_Work instructions_.
An exact copy is needed of the lines from the one that contains "Select stone rubble" through the final line of the data below, with pictures left out.
*** Data records Section Begins ***
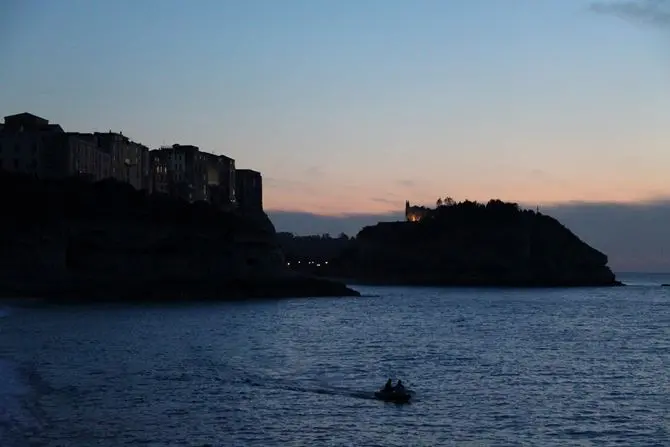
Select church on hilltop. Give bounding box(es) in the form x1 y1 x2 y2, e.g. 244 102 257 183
405 200 429 222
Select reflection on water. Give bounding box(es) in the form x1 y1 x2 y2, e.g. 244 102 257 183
0 282 669 446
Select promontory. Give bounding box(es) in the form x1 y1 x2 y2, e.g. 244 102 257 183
286 199 621 287
0 171 359 302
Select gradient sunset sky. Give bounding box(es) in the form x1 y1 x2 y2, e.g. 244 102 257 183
2 0 668 215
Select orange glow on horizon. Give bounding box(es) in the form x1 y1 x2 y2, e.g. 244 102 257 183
261 153 670 215
264 186 670 216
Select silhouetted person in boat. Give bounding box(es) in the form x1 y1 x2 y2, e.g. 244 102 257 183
383 378 393 392
394 380 405 392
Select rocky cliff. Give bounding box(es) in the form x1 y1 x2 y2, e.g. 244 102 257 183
0 171 359 302
325 200 620 287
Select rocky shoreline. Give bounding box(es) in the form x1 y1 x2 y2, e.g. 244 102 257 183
322 276 624 288
0 275 360 304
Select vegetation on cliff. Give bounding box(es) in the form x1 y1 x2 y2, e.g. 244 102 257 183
0 170 359 301
289 199 620 287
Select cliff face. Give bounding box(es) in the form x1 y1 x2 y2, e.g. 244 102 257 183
0 172 358 301
327 200 618 287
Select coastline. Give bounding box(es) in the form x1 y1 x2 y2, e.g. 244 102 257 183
0 275 361 304
320 276 624 288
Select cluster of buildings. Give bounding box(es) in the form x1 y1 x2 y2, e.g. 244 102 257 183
0 112 262 212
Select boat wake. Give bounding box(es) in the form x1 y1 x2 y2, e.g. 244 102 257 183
220 372 418 403
240 376 378 401
200 358 418 403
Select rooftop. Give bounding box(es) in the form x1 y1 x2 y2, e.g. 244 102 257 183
3 112 49 123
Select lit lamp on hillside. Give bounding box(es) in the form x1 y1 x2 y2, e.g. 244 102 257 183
124 158 137 184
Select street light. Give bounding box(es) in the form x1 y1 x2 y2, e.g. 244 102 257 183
124 158 137 186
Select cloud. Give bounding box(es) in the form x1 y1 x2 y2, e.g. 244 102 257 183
268 199 670 272
589 0 670 27
371 197 400 205
397 179 416 187
527 169 566 187
303 166 322 177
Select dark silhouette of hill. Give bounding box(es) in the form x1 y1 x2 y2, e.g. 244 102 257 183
268 200 670 273
318 199 620 287
0 170 358 302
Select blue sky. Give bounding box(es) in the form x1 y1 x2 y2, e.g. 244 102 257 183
2 0 669 214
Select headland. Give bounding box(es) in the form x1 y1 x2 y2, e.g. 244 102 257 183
0 112 358 302
280 198 622 288
0 170 359 303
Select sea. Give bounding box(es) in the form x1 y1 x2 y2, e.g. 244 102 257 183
0 272 669 446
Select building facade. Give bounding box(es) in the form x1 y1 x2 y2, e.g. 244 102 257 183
2 113 265 207
150 144 207 202
150 149 171 195
0 113 151 188
150 145 238 207
95 132 149 190
235 169 263 212
0 113 65 178
202 152 236 209
41 133 111 182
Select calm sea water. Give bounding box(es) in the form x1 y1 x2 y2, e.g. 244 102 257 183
1 273 669 446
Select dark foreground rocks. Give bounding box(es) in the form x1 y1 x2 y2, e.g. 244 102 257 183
0 171 359 303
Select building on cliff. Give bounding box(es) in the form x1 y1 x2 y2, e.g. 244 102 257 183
150 144 237 208
236 169 263 212
1 113 263 206
0 113 150 187
0 113 110 182
405 200 429 222
150 144 204 201
95 132 150 190
44 132 111 182
60 131 149 187
202 152 236 210
0 112 66 178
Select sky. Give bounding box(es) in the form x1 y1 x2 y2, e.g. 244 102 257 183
2 0 669 270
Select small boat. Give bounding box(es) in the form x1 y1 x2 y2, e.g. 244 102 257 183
374 388 412 404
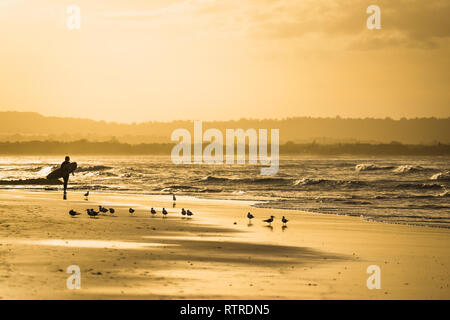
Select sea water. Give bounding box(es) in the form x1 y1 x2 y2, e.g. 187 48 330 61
0 155 448 228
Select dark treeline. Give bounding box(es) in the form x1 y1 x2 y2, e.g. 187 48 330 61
1 112 449 144
0 140 173 155
0 140 449 156
281 142 450 156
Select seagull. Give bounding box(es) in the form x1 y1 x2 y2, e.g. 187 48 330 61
150 208 157 215
181 208 187 216
162 208 168 217
186 210 193 218
247 212 254 223
87 209 99 218
84 191 89 197
263 216 274 226
129 208 135 215
282 216 288 226
69 210 80 217
109 208 115 214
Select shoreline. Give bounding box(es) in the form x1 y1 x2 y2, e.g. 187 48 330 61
0 189 449 299
2 187 449 230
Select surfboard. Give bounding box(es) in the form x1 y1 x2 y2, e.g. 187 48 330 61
46 162 77 180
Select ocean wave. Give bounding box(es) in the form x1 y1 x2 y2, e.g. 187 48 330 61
121 173 133 178
1 165 56 174
405 204 450 210
393 165 424 173
197 188 223 193
69 185 136 191
293 178 366 188
341 200 372 205
363 214 450 220
293 178 324 186
355 164 394 172
395 183 444 190
430 171 450 181
76 165 112 173
36 166 55 176
200 176 228 182
162 185 222 193
0 178 62 185
200 175 290 185
375 193 447 200
439 190 449 197
165 185 200 190
82 171 118 177
100 171 118 177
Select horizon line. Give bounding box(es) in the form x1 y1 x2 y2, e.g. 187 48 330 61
1 110 450 125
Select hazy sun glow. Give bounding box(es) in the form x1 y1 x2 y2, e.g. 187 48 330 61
1 0 449 122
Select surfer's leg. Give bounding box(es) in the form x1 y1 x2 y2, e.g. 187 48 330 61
63 175 69 199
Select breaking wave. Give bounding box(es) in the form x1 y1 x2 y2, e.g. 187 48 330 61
293 178 366 188
76 165 112 173
200 175 290 185
355 164 394 172
430 171 450 181
393 165 424 173
0 178 62 185
395 183 444 190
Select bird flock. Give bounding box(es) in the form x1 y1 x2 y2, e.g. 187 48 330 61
72 192 289 227
71 208 288 228
248 212 288 227
69 205 195 219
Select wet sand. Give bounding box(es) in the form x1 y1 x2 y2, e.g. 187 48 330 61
0 190 449 299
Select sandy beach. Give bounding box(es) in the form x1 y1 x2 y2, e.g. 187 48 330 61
0 189 448 300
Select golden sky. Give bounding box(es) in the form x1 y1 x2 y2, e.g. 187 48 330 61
0 0 449 122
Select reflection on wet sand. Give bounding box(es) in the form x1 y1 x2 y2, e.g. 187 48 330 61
18 239 177 249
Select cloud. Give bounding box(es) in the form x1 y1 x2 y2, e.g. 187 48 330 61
99 0 450 50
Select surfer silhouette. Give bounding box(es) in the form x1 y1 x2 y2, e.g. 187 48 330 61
61 156 74 200
46 156 77 199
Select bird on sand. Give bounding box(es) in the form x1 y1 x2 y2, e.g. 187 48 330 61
181 208 187 216
99 205 108 213
172 194 176 201
263 216 274 226
87 209 99 218
282 216 288 226
162 208 168 217
129 208 135 215
247 212 254 223
109 208 115 214
186 209 193 218
84 191 89 197
69 209 80 217
150 208 157 215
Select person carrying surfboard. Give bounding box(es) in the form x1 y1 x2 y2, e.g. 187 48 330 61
61 156 75 200
46 156 77 199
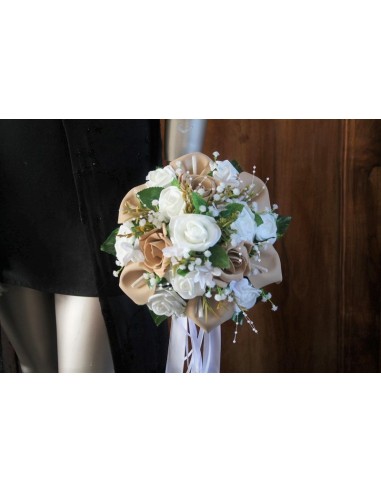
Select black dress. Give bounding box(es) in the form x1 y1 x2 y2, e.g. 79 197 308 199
0 119 169 372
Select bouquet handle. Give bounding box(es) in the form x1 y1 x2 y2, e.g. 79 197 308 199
166 316 221 373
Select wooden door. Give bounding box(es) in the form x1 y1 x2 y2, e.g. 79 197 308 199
203 120 381 372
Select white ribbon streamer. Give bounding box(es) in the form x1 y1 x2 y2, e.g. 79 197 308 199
165 316 221 373
202 322 221 373
165 316 188 373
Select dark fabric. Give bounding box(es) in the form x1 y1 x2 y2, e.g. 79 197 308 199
0 120 98 295
0 119 169 372
102 296 168 373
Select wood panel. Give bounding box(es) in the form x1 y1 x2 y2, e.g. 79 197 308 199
202 119 381 372
340 120 381 371
204 120 345 372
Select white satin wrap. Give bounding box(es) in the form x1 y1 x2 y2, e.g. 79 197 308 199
165 316 221 373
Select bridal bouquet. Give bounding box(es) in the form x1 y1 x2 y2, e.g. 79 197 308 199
101 152 291 340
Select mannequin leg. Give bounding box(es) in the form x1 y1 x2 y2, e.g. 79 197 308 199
0 285 58 372
55 294 114 373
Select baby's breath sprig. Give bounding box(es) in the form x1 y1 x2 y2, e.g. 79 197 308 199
174 250 212 276
143 272 160 289
213 285 230 302
112 266 124 278
260 289 278 311
131 217 156 238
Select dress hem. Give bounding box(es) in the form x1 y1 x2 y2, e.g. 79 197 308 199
0 277 101 298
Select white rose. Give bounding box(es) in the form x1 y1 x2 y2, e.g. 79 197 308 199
231 204 257 246
169 214 221 252
213 160 240 186
230 278 261 310
115 221 144 266
159 186 186 220
255 213 277 244
146 165 177 188
170 271 206 300
147 288 186 317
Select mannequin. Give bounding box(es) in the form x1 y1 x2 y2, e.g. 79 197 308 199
0 119 207 373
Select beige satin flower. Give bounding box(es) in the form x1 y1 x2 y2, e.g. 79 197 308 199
180 173 218 201
119 262 154 305
139 228 172 278
118 184 147 223
186 296 235 333
169 152 213 177
238 172 271 212
247 244 282 289
220 241 252 283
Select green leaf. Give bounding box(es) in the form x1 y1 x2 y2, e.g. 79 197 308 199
191 191 207 213
100 227 119 256
170 178 181 188
232 311 244 325
176 268 188 277
148 309 168 327
255 213 264 226
230 159 243 173
219 203 244 218
157 278 168 286
276 215 292 238
137 187 163 209
209 245 230 269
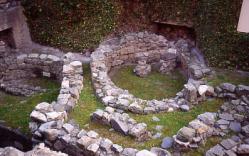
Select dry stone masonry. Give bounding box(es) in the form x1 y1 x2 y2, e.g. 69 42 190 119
158 83 249 155
91 107 151 141
0 40 63 96
0 143 67 156
91 32 213 115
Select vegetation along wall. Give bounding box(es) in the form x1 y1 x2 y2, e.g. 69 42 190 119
22 0 249 71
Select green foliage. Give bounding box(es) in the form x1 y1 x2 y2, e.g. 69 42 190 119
22 0 118 51
145 0 249 71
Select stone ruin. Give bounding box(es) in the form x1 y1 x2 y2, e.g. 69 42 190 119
90 32 213 115
0 1 249 156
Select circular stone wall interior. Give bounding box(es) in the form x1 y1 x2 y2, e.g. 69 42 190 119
91 32 212 114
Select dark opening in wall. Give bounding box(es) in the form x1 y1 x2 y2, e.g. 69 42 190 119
152 21 196 44
0 28 16 48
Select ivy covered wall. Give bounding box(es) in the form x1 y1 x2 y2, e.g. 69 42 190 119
22 0 118 51
22 0 249 71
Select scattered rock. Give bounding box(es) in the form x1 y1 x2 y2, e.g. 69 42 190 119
161 137 173 149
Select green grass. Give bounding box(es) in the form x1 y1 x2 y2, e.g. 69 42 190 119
111 66 186 100
70 65 224 150
0 78 60 133
70 65 249 152
69 65 104 127
129 99 223 149
205 69 249 86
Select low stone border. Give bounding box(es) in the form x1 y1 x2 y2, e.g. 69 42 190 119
28 52 169 156
0 143 67 156
91 107 151 141
159 83 249 154
90 32 213 114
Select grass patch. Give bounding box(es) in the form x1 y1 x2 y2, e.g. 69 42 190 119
129 99 223 149
110 66 186 100
0 78 60 133
69 65 104 127
205 69 249 86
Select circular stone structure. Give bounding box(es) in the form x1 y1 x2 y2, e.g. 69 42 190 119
91 32 212 114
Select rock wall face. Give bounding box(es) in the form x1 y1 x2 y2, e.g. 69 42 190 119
0 0 32 49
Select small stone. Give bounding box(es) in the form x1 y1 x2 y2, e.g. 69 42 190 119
110 118 129 135
152 133 162 139
176 127 195 142
161 137 173 149
152 116 160 122
136 150 156 156
197 112 216 125
219 113 234 121
237 144 249 154
236 85 249 96
87 143 99 153
220 83 236 92
180 105 190 112
220 139 237 150
30 111 47 123
111 144 123 153
155 125 164 131
122 148 138 156
87 131 99 138
242 125 249 135
100 138 113 151
225 150 237 156
105 106 115 114
198 85 209 96
216 119 230 125
63 123 74 133
229 122 241 133
150 147 171 156
206 144 225 156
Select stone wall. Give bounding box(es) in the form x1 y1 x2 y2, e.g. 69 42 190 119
0 143 67 156
0 41 63 96
0 0 32 49
90 32 213 114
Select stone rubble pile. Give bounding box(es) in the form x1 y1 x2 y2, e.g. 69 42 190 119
0 143 67 156
172 112 217 150
91 32 213 115
133 60 151 77
91 107 151 141
160 83 249 155
205 83 249 156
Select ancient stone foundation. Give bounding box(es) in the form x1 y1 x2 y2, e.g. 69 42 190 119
90 32 213 114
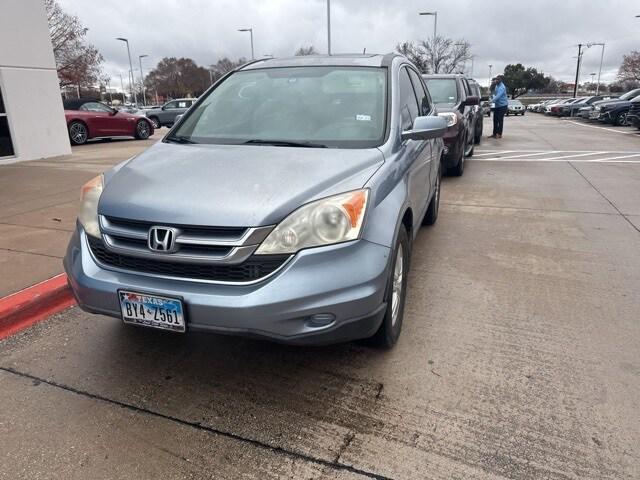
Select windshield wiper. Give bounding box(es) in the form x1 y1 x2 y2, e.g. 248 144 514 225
166 135 197 144
243 139 328 148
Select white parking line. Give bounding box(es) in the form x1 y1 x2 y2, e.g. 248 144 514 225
*** Data records Section Ends ***
_Exercise answer_.
Select stone rubble pile. Give bounding box(es) in the form x1 y1 x2 y2, e.g. 69 42 190 119
0 143 67 156
172 112 217 150
91 32 213 115
133 60 151 77
91 107 151 141
160 83 249 155
205 83 249 156
Select ancient stone foundation. Give bounding box(es) in the form x1 y1 x2 y2, e.g. 69 42 190 119
90 32 213 114
Select windshield wiper. Give bounding box(es) in the form x1 y1 x2 y2, e.g. 248 144 514 225
166 135 197 144
243 139 328 148
Select white parking line. Give bounding box(es) in the form x1 y1 x2 y2, e.g. 248 144 514 225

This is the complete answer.